■ ACTIVITY: A word-for-word transcript of the closing lines is required: from the one with "cliff and give integer pixel coordinates." through the final line of the data.

Region pointing data:
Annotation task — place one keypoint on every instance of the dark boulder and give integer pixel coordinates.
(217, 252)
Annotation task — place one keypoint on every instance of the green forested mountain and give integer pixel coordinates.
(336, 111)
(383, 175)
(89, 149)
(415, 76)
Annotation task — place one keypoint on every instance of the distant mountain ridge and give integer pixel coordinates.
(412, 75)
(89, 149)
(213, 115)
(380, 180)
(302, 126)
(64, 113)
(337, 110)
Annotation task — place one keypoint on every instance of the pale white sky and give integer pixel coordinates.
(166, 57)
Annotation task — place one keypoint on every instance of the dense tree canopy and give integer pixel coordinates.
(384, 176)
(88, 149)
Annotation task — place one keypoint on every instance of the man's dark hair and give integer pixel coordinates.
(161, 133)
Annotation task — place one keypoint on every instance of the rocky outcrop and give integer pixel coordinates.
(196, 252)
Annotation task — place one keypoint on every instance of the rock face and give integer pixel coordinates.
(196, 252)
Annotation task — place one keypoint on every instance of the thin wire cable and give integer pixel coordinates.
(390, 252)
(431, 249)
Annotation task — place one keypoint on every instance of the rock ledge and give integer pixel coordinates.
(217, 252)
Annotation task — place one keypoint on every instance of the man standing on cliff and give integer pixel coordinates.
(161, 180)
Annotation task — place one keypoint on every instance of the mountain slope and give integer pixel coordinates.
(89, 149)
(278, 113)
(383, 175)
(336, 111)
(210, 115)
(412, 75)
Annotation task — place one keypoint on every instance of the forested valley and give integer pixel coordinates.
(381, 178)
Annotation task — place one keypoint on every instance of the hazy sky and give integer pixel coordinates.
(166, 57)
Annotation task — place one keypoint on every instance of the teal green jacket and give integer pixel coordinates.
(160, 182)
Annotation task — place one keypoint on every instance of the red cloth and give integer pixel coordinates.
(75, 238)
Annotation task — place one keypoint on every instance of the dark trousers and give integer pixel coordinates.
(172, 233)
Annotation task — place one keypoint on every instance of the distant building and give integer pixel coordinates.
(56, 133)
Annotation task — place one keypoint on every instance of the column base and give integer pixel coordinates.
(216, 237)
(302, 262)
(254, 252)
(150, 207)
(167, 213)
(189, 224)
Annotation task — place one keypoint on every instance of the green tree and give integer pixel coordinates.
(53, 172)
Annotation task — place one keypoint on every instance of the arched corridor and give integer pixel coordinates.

■ ANSWER:
Annotation task — place one keypoint on every instance of the man standing on cliff and give integer pixel coordinates.
(161, 180)
Annotation task — place one keypoint on every instance of the mountain slope and give integer pixel coordinates.
(89, 149)
(278, 113)
(383, 175)
(336, 111)
(210, 115)
(412, 75)
Annotation task — place one keypoint on every instance of the forested valley and give integer pixel coordinates.
(381, 178)
Annotation task — place one keypoint on every instance of the hazy sky and give integer pixel coordinates.
(166, 57)
Annotation task — place one keypoint on every instance of the teal green jacket and give integer pixel coordinates.
(160, 182)
Annotation task — place one keypoint on every instance of the red cloth and give integer pixel coordinates.
(75, 238)
Annotation task — place one keypoint on every instance of the dark trousers and give integer pixel coordinates.
(172, 233)
Annotation task — place one keypoint on every instance of the distant building and give integer pixel coordinates.
(56, 133)
Annotation task — place one keypoint on every instance of the column base and give integer pixel coordinates.
(216, 237)
(302, 262)
(254, 252)
(150, 207)
(167, 213)
(189, 224)
Annotation task — place one keypoint on every instance of the green tree and give integer pixel coordinates.
(53, 172)
Annotation task — place one keypoint on every instance of the arched corridor and give integer pixel coordinates.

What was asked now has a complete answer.